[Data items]

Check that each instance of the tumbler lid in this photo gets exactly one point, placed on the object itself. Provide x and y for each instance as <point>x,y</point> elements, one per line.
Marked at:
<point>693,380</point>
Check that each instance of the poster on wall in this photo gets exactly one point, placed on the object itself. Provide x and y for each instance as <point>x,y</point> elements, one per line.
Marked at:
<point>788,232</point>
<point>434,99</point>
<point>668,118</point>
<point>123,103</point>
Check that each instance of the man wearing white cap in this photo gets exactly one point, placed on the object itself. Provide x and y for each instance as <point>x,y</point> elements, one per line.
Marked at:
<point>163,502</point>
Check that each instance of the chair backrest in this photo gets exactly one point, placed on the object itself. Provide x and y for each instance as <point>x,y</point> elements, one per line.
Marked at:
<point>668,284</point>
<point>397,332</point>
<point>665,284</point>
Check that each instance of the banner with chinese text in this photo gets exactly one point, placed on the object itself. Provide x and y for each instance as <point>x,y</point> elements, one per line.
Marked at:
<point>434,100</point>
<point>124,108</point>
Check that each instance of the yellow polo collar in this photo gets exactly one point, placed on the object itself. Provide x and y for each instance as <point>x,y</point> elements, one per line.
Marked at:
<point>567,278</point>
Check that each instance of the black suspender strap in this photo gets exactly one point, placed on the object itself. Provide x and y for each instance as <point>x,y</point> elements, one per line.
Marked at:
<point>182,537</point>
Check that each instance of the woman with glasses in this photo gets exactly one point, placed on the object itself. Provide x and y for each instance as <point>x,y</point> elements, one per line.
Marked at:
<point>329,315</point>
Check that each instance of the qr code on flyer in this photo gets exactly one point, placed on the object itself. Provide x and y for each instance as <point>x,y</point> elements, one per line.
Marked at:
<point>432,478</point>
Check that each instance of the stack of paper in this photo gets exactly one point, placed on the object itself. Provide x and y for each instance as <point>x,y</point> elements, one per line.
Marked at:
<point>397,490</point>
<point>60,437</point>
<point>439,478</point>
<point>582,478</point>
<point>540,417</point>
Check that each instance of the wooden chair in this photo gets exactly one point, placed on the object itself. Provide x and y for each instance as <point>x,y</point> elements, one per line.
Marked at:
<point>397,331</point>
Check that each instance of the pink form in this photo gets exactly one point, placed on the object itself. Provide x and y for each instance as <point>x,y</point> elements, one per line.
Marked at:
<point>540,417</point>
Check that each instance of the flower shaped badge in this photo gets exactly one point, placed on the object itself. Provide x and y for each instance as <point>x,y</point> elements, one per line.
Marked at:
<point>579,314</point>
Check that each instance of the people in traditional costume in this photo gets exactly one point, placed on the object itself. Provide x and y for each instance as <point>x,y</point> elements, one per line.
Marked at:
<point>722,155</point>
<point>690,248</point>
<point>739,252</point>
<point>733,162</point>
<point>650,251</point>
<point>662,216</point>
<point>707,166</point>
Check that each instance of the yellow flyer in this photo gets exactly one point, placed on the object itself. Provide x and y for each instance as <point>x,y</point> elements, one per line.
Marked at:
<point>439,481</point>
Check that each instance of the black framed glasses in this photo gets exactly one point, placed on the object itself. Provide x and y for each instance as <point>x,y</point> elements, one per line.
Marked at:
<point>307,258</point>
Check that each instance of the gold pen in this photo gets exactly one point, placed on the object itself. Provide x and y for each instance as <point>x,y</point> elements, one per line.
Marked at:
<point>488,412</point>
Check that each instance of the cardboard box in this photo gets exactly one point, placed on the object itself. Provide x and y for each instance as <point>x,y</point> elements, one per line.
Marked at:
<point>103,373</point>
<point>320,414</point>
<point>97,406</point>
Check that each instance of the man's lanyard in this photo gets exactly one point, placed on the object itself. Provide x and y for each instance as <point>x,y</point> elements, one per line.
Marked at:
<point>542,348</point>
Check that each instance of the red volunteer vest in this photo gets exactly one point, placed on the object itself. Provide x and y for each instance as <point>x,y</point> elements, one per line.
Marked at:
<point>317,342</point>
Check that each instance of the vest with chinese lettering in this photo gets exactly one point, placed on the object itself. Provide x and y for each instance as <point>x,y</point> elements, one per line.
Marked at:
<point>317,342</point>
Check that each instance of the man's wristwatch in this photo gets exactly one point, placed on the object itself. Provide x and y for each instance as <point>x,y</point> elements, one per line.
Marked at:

PROBLEM DETAILS: Repeat every entry exactly, please.

RESULT FOR THIS TASK:
Check that each instance of the tumbler lid in this photo gets exactly one point, placed on the object itself. Provide x and y for each instance as <point>x,y</point> elements, one per line.
Marked at:
<point>693,380</point>
Check that each instance of the poster on wall in this photo gets exactly one point, placed on the object itself. Provide x and y for each instance as <point>x,y</point> elements, one per line.
Marked at:
<point>788,232</point>
<point>434,99</point>
<point>668,118</point>
<point>123,103</point>
Check that each instance of the man wearing white cap in this photo gets exactly one point, placed on the object itself. Provide x and y for each instance as <point>x,y</point> elements, one per line.
Marked at:
<point>163,502</point>
Check that each instance of the chair backrest in this photo gets exactly one point, placed on the object itself. Provide x and y for each instance as <point>x,y</point> elements, one per line.
Marked at:
<point>668,284</point>
<point>397,332</point>
<point>665,284</point>
Check that each instance of the banner with chinese text in this photo gets exactly one point, placed on the object itself. Provide x and y for each instance as <point>x,y</point> elements, one per line.
Marked at:
<point>434,100</point>
<point>124,108</point>
Check that each instance of the yellow polo collar in this photo gets exactly one point, placed on the object itself. Provide x and y for each instance as <point>x,y</point> elements, one per line.
Marked at:
<point>567,278</point>
Check that each instance of the black suspender strap in this photo gets exactly one point, placed on the object itself. Provide x and y for each instance as <point>x,y</point> elements, one per line.
Marked at:
<point>182,537</point>
Check that each instance of the woman with glasses in this photo gets exactly one point, placed on the object itself. Provide x and y for each instance as <point>x,y</point> elements, one per line.
Marked at:
<point>329,315</point>
Check that each instance of the qr code on flyer in this photo gets exactly one point, placed on the object itself. Provide x and y for each instance as <point>x,y</point> elements, one per line.
Marked at:
<point>432,478</point>
Check that each instance of the stack of paper in this photo gets exactly one point, placed on the object itself. Provide x and y for each instance as <point>x,y</point> elements, one per line.
Marked at:
<point>397,490</point>
<point>60,437</point>
<point>439,478</point>
<point>582,478</point>
<point>540,417</point>
Check that each instance of the wooden chair in this photo gets exactly one point, placed on the object itself. Provide x and y for each instance as <point>x,y</point> elements, one per line.
Marked at:
<point>397,331</point>
Check that each instance of the pink form in this photo gets exactly one point, placed on the object itself. Provide x and y for each instance as <point>x,y</point> elements, one per line.
Marked at:
<point>540,417</point>
Check that each instance of the flower shaped badge in this photo gets exactly one point, placed on the object itself. Provide x and y for each instance as <point>x,y</point> elements, one per line.
Marked at:
<point>579,314</point>
Check that each instance of the people in traditional costume in this photo gets exactly one point, placed on the object itself. Provide x and y for each instance as <point>x,y</point> elements, one per line.
Marked at:
<point>722,155</point>
<point>690,248</point>
<point>739,252</point>
<point>733,162</point>
<point>650,251</point>
<point>662,216</point>
<point>707,166</point>
Check that each instance of the yellow flyer in this photo gets exactly one point, placed on the object itself. Provide x and y for each instance as <point>x,y</point> elements, one per line.
Marked at:
<point>439,481</point>
Check that each instance of the black framed glasses in this photo gets exactly one point, placed on the object itself. Provide x and y for each instance as <point>x,y</point> elements, one per line.
Marked at:
<point>307,258</point>
Check that each instance of the gold pen in this photo gets exactly one point, placed on the object itself. Provide x and y for each instance as <point>x,y</point> elements, one per line.
Marked at:
<point>488,412</point>
Check that each instance of the cardboard box in this photo gets exactly one point, placed on the object itself. Provide x and y for each instance as <point>x,y</point> elements, one per line.
Marked at:
<point>103,373</point>
<point>320,414</point>
<point>97,406</point>
Check that each instance of the man's lanyard in this photo gets exactly one point, placed on the object itself. Provide x and y for each instance as <point>x,y</point> elements, one per line.
Marked at:
<point>542,348</point>
Check that each instance of the red volunteer vest in this photo gets exactly one point, placed on the object itself. Provide x and y for each instance as <point>x,y</point> elements, one per line.
Marked at:
<point>317,342</point>
Check that each instance of the vest with chinese lettering in this photo gets exactly one point, placed on the object itself. Provide x and y for each instance as <point>x,y</point> elements, one per line.
Marked at:
<point>317,342</point>
Check that each instance of the man's wristwatch in this photo gets exactly one point, placed on the object itself. Provide x and y for each instance as <point>x,y</point> elements, one per line.
Marked at:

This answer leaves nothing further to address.